INSTRUCTION:
Set out every line of the records below as a numbered list, omitting any blank lines.

RECORDS SUPPLIED:
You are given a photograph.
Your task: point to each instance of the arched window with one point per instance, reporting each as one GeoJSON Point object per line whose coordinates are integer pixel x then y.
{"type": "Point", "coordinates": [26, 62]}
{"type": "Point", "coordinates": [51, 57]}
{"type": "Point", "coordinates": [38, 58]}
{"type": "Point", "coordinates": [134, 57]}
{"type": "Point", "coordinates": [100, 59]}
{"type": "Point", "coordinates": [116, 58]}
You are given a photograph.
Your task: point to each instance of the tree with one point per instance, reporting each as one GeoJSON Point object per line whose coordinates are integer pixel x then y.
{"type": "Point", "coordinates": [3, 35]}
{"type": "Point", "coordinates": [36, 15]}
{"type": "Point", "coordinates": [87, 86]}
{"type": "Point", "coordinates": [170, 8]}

IN RESPONSE:
1. You are given a photograph.
2. Your task: point to each instance of the arched window with one point per instance, reporting each as one GeoJSON Point object per line whose coordinates are integer pixel x then y.
3. {"type": "Point", "coordinates": [26, 62]}
4. {"type": "Point", "coordinates": [51, 57]}
5. {"type": "Point", "coordinates": [38, 58]}
6. {"type": "Point", "coordinates": [134, 57]}
7. {"type": "Point", "coordinates": [100, 59]}
8. {"type": "Point", "coordinates": [116, 58]}
9. You are given a photograph.
10. Your task: point to each instance of the tree with one point per instance, reporting each as one GeoJSON Point object per line whose coordinates are integer pixel x then y.
11. {"type": "Point", "coordinates": [3, 35]}
12. {"type": "Point", "coordinates": [36, 15]}
13. {"type": "Point", "coordinates": [87, 86]}
14. {"type": "Point", "coordinates": [170, 8]}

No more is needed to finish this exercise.